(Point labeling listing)
==============================

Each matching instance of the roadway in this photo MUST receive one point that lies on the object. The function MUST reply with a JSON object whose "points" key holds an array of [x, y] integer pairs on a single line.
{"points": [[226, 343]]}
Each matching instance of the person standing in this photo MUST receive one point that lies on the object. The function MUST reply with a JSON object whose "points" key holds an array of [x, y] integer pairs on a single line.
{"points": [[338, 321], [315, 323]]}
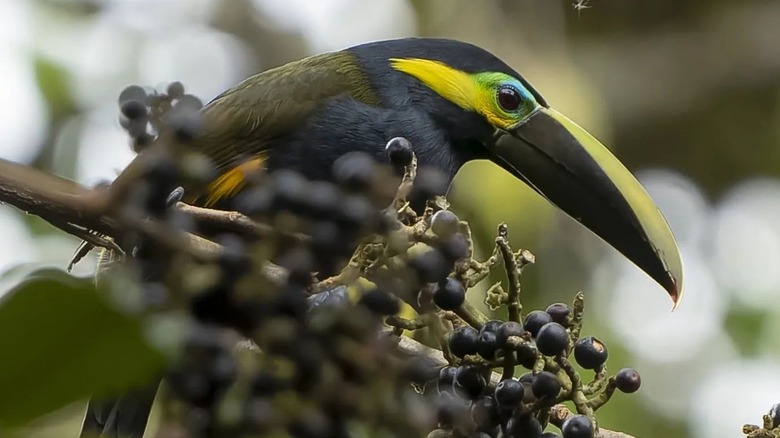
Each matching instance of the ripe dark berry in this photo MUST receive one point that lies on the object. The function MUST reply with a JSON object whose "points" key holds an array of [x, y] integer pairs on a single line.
{"points": [[380, 302], [525, 426], [774, 414], [559, 312], [354, 171], [487, 345], [449, 294], [431, 266], [545, 385], [534, 321], [485, 413], [590, 353], [133, 110], [449, 411], [509, 393], [400, 152], [446, 379], [552, 339], [507, 329], [175, 196], [469, 382], [628, 380], [175, 89], [430, 182], [132, 92], [491, 326], [444, 223], [463, 341], [577, 426], [455, 247]]}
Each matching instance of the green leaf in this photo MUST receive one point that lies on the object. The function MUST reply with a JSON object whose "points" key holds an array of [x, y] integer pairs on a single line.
{"points": [[53, 81], [61, 341]]}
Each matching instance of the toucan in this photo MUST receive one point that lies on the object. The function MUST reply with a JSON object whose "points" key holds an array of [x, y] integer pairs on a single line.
{"points": [[455, 102]]}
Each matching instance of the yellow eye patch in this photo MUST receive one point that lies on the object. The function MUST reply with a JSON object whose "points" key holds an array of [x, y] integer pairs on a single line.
{"points": [[472, 92]]}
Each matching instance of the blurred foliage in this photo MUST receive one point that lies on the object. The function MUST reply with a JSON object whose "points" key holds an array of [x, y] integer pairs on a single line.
{"points": [[690, 85], [65, 341]]}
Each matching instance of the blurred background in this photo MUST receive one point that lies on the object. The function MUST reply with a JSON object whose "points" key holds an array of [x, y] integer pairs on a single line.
{"points": [[685, 92]]}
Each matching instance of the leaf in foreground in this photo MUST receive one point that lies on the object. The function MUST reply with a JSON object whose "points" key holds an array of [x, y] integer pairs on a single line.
{"points": [[61, 340]]}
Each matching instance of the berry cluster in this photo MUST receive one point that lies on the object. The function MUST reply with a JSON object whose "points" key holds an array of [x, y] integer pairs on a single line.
{"points": [[143, 114], [770, 428], [324, 278]]}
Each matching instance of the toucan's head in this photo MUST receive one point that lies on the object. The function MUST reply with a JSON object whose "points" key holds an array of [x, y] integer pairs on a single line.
{"points": [[488, 107]]}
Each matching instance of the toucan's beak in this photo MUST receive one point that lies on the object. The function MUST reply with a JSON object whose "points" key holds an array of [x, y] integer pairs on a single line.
{"points": [[575, 172]]}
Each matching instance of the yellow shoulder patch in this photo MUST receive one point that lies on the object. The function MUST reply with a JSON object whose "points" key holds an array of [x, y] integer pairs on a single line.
{"points": [[230, 182]]}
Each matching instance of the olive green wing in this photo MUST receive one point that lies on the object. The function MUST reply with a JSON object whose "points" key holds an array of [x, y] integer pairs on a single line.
{"points": [[243, 120]]}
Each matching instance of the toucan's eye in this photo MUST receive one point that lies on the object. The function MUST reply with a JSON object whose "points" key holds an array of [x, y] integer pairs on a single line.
{"points": [[509, 98]]}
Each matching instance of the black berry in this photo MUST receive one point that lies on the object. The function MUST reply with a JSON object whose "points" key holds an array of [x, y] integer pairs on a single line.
{"points": [[430, 182], [487, 345], [444, 223], [469, 381], [577, 426], [449, 294], [507, 329], [354, 171], [545, 385], [400, 152], [491, 326], [175, 89], [552, 339], [509, 393], [590, 353], [774, 414], [175, 196], [484, 412], [446, 379], [133, 109], [628, 380], [559, 312], [132, 92], [463, 341], [525, 426], [534, 321]]}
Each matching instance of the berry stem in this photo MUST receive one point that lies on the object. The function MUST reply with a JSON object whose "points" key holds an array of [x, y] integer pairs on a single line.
{"points": [[601, 399], [514, 308]]}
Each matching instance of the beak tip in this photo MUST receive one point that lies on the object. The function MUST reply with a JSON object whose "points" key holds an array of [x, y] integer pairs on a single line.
{"points": [[675, 292]]}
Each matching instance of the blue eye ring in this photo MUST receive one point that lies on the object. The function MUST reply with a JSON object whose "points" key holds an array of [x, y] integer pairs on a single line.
{"points": [[509, 98]]}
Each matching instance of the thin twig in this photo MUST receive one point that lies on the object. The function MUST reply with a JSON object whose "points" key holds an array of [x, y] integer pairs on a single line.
{"points": [[513, 272]]}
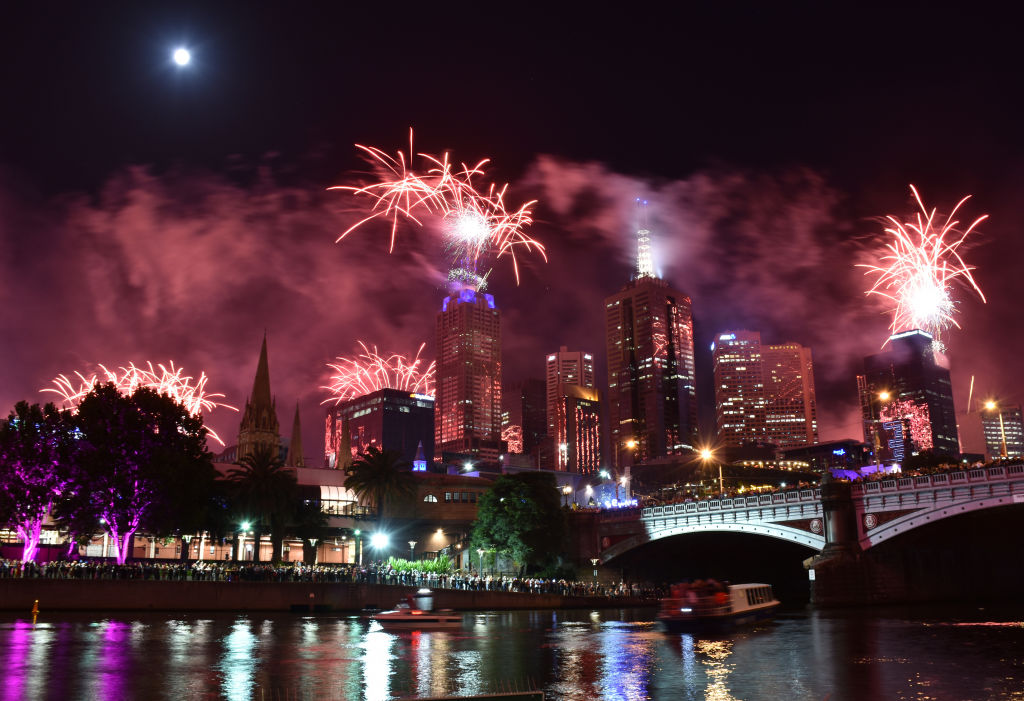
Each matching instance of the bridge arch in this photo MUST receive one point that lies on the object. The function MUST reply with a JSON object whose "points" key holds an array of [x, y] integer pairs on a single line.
{"points": [[772, 530]]}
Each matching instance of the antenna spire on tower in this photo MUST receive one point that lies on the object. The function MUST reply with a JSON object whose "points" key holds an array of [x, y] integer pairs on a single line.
{"points": [[645, 262]]}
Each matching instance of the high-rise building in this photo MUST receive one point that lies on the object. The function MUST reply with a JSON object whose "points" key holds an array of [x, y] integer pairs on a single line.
{"points": [[259, 419], [763, 393], [564, 369], [1004, 429], [387, 419], [651, 389], [579, 442], [468, 407], [907, 387]]}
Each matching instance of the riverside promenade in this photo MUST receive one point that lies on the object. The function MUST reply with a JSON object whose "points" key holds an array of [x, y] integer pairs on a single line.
{"points": [[183, 597]]}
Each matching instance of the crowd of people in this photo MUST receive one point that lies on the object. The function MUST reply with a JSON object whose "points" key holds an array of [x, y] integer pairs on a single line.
{"points": [[373, 573]]}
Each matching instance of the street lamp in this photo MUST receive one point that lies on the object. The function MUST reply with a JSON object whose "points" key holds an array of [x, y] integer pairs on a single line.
{"points": [[240, 556], [992, 406]]}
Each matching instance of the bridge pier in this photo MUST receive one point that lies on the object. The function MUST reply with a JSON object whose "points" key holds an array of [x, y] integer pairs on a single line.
{"points": [[841, 575]]}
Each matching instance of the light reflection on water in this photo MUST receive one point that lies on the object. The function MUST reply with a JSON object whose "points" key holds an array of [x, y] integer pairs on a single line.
{"points": [[569, 655]]}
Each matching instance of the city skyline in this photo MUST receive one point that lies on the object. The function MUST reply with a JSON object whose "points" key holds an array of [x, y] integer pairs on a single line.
{"points": [[172, 222]]}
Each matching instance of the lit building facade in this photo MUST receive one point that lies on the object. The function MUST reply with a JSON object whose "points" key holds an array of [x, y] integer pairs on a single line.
{"points": [[468, 406], [908, 385], [763, 393], [652, 408], [579, 446], [566, 369], [1004, 425], [524, 414], [389, 420]]}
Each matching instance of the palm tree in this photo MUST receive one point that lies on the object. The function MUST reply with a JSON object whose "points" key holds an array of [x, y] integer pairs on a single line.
{"points": [[267, 489], [380, 476]]}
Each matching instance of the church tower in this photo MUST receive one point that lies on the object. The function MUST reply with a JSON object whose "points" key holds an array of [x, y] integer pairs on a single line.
{"points": [[259, 421], [295, 458]]}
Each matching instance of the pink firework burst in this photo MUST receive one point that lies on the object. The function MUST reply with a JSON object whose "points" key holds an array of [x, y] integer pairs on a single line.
{"points": [[921, 266], [185, 390], [477, 223], [370, 371]]}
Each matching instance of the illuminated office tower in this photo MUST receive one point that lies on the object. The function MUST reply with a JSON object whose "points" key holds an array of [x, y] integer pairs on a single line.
{"points": [[763, 393], [908, 384], [1004, 429], [651, 390], [468, 402], [565, 370]]}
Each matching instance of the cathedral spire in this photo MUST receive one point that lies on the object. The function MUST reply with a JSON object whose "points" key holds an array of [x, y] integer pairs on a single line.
{"points": [[295, 458], [261, 385], [259, 420]]}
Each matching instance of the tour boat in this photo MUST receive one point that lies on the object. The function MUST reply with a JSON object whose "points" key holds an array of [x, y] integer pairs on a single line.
{"points": [[710, 606], [417, 613]]}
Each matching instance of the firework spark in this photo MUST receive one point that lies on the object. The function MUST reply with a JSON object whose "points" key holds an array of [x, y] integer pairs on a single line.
{"points": [[183, 389], [370, 371], [920, 268], [477, 223]]}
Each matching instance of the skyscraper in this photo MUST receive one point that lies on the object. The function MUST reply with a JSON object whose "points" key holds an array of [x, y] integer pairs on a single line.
{"points": [[651, 388], [387, 419], [909, 384], [579, 444], [1004, 429], [259, 419], [567, 369], [763, 393], [468, 407]]}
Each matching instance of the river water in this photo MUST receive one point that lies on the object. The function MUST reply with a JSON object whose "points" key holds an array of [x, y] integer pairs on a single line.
{"points": [[916, 654]]}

==============================

*WHAT YOU ARE ASKED TO DO*.
Please return, copied exactly, the stretch of the listing from the line containing "Each matching instance of the firework" through the end of the listing, including both ends.

*OUTPUT*.
Each matching instance of the firework spark in this photo MUST receive one point that lies on the object. The function MUST reply with a JSON object whose "points" key holds an array of [x, y] integer pairs on a single line.
{"points": [[183, 389], [370, 371], [920, 268], [477, 223]]}
Each matching instance of the skyscraper in this photo MUST receive one point that lies on the object. The function MUST reply with a JSON object whose "points" key holds an array of [x, y] integer pairs on a single line.
{"points": [[651, 388], [387, 419], [909, 384], [579, 444], [1004, 429], [259, 419], [567, 369], [763, 393], [468, 407]]}
Each matching instance of the river water in this photo MUST receive one point that lies on the object. The function MUST reply with a JSON object whose "points" key holds an array of [x, y] integer pairs on a single line.
{"points": [[916, 654]]}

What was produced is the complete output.